- [Task to carry out]:
List every measure included in the CAPA plan described in the text on pharmacy and newsroom errors below.
BEGIN Text passage
When a pharmacy dispenses the wrong drug, modern safety practice doesn't ask "who did this?" It asks "why did our system allow this error to happen?" The technician who grabbed Lamictal instead of Lamisil — identical-looking bottles on adjacent shelves, third overtime shift, constant interruptions — is treated as the final victim of a chain of latent failures, not the cause.
The investigation produces a CAPA plan: separate the look-alike drugs, reconfigure the verification station, cap overtime. The organization learns. The system gets safer for the next thousand patients.
Journalism's error correction names the fact that was wrong — "we misidentified X as Y" — and stops. It never names the system that produced the error. No newsroom publishes: "our fact-checking workflow has no LASA alert for similar-sounding names, and here's the understaffing pattern that contributed to the miss."
The disanalogy is the error type. A pharmacy error is a dispensing event with a measurable outcome — wrong drug, patient hospitalized, harm documented. A journalistic error is epistemic. The harm is diffuse, reputational, and often contested. You can RCA a wrong pill. You can't RCA a wrong framing without the framing itself being the thing under dispute. Root cause analysis requires agreement on what the failure was; in journalism, that agreement is precisely what's at stake.
END Text passage
BEGIN Data records
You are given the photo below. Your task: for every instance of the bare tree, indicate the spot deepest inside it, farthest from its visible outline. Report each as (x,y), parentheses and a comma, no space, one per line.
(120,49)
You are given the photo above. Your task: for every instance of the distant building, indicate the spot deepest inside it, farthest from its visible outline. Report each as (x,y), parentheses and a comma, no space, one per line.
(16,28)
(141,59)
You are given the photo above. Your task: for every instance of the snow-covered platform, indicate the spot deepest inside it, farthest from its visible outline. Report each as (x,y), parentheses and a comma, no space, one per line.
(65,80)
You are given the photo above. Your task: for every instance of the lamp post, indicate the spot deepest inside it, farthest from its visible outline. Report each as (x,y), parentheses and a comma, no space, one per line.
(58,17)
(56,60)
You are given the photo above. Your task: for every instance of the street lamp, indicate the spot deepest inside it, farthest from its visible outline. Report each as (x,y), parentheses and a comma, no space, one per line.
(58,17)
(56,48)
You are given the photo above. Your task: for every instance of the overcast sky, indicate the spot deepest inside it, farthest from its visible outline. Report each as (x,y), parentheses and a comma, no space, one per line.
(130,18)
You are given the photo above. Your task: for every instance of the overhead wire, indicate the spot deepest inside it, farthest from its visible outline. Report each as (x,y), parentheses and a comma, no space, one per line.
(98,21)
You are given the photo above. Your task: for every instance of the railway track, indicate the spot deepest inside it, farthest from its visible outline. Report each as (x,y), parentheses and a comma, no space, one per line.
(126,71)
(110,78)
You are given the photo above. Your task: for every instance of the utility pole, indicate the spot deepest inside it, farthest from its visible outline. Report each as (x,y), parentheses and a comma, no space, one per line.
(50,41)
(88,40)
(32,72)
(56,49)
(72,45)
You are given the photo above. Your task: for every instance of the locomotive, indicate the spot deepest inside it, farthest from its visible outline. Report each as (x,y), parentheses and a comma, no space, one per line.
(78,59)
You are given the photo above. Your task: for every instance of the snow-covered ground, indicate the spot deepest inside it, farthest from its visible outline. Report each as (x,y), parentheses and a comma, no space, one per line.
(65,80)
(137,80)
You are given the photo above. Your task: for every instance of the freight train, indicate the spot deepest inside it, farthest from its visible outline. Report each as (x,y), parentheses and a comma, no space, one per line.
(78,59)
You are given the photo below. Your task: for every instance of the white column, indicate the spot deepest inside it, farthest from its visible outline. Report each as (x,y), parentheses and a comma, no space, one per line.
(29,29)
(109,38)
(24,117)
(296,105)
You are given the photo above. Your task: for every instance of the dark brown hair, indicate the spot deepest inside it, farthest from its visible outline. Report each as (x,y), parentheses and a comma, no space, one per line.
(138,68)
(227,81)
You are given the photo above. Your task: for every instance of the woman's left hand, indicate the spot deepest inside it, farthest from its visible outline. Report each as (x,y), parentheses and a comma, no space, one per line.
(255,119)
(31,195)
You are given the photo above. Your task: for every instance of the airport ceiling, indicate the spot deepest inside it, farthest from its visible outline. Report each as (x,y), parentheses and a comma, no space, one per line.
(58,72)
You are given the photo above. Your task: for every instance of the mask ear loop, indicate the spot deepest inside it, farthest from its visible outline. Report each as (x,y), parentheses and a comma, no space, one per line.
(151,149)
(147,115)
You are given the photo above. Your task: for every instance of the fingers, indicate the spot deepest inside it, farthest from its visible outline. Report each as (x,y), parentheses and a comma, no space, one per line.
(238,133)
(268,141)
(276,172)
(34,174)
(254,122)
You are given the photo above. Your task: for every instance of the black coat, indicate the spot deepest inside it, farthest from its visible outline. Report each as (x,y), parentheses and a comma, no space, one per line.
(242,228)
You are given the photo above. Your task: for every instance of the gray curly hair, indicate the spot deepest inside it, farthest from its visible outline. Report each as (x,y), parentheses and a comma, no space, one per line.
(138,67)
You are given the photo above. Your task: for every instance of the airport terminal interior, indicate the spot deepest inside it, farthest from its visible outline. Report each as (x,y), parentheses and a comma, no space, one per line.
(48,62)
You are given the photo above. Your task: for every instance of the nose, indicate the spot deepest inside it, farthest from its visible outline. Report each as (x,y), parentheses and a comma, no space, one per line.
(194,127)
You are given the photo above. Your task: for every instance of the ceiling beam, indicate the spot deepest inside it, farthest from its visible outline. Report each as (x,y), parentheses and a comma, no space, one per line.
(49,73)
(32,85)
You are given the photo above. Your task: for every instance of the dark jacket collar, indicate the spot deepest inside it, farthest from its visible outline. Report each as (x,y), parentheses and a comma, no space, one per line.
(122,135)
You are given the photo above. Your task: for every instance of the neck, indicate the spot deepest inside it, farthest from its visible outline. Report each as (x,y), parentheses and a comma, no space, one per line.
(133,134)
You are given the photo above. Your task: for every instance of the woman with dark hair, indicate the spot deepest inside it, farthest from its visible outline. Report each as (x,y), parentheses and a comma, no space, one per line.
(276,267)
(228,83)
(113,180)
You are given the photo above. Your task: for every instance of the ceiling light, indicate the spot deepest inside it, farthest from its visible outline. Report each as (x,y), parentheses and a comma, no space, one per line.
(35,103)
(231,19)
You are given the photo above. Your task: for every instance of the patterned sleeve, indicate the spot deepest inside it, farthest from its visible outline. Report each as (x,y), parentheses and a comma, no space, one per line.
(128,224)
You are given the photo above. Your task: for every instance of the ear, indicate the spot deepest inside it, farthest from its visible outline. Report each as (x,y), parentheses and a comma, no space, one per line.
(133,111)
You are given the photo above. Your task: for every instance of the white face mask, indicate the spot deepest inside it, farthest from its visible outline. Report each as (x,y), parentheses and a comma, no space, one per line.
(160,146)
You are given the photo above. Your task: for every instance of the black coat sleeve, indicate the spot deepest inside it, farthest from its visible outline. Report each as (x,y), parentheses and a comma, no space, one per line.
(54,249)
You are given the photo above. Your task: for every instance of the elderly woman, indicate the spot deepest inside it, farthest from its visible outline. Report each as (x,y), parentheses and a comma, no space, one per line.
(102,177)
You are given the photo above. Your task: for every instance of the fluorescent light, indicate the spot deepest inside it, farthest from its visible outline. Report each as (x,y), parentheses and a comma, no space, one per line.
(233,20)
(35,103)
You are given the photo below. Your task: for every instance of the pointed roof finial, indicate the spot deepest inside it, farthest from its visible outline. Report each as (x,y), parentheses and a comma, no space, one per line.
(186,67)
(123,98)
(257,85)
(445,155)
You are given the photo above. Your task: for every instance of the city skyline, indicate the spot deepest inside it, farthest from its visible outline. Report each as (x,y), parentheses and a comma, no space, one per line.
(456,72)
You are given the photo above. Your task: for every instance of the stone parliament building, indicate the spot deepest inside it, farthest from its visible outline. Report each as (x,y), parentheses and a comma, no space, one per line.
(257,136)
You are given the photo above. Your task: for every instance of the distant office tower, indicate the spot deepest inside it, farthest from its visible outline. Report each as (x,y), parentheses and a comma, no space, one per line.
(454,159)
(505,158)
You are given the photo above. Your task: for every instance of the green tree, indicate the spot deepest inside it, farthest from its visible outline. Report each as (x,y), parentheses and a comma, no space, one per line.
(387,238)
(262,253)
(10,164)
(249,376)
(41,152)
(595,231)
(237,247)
END Data records
- [Answer to the problem]:
Separate the look-alike drugs; reconfigure the verification station; cap overtime.